_Given problem 1_
According to the essay on policing in a multicultural society, how many violent street gangs is Los Angeles home to?
_Given problem 2_
Please carry on the essay on policing in a multicultural society from its final sentence.

June 12, 2014
Policing in a Multicultural Society
Racial profiling, racism, gender bias, and discrimination against homosexuals have been going on for hundreds to thousands of years ago. Racial profiling, for example involves recognizing individuals as suspects based merely upon race, has existed in society since groups of different backgrounds began interacting. The relatively short history of the United States is filled with accounts of racial profiling, not the least of which involves the Anglo settlers confronting Native Americans prior to and following the Revolutionary War (McNamara, R. H., & Burns, R. G. 2009). It has only recently been the topic of much discussion from a research and policy standpoint, particularly in light of accounts of African American motorists being targeted by police in large cities such as Los Angeles, California. The history between the African American population and the police in Los Angeles has been anything but nice; The Los Angeles Police Department (LAPD) has a long history of being accused of violence and mistreatment of minorities. This behavior is difficult to measure in a city that has been ridden with crime and is home to over 450 violent street gangs.

_Records provided_
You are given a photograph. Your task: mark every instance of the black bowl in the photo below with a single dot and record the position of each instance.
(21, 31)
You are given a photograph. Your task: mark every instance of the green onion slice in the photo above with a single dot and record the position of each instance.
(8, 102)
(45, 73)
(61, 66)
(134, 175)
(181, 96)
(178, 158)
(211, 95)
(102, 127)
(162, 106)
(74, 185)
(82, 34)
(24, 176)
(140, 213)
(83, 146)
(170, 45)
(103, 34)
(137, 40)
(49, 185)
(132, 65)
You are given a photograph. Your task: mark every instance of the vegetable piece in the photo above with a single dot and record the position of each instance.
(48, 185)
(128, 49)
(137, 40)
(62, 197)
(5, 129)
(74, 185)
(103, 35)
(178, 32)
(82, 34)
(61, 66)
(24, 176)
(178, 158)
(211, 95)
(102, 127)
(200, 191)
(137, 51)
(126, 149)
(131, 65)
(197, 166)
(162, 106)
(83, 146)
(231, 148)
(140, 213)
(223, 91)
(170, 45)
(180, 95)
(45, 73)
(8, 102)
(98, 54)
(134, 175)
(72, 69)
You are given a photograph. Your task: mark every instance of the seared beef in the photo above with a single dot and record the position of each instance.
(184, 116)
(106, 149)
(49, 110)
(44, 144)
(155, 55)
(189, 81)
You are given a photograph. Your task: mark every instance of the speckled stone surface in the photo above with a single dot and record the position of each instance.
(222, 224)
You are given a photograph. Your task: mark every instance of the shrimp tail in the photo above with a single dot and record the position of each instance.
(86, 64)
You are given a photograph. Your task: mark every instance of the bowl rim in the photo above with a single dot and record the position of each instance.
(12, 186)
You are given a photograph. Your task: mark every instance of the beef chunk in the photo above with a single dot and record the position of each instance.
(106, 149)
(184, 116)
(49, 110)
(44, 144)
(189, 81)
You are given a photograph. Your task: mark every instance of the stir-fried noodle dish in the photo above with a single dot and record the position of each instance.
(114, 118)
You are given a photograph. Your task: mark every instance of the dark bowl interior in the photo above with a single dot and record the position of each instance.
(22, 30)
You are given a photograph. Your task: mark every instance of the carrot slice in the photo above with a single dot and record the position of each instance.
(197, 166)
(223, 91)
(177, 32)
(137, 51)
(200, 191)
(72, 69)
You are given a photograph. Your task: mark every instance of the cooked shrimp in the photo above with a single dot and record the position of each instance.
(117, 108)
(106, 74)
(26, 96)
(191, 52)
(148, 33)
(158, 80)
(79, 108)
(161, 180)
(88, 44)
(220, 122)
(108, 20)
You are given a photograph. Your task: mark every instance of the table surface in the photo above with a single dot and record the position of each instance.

_Right answer 1_
Over 450

_Right answer 2_
Over the years the city has tried to initiate “Community Policing” tactics to improve crime control and reduce the communities hatred towards the police. The department has a rich history of hiring minority officers, which seems to have had no affect on their relationship with the black community. In 1916, Policewoman Georgia Ann Robinson became the first African-American female officer. In 1992 Willie L. Williams became the first African-American Chief of Police followed by Bernard C. Parks as the second African-American Chief of Police in 1997. In April 2000, Ann Young became the first African-American female Captain, and in 2010, Regina Scott was appointed as the first African-American female Commander in the history of our Department (LAPDonline.org). According to the LAPD, approximately 60 percent of officers are from minority groups and an article published in 2009, claims that the majority of Los Angeles residents were happy with the changes in the police department. Today, I would say that the tension between the LAPD and the residents has subsided slightly. This may be due to stricter policy enforcement and more cultural diversity training. Los Angeles will always be a tough place to work as a police officer.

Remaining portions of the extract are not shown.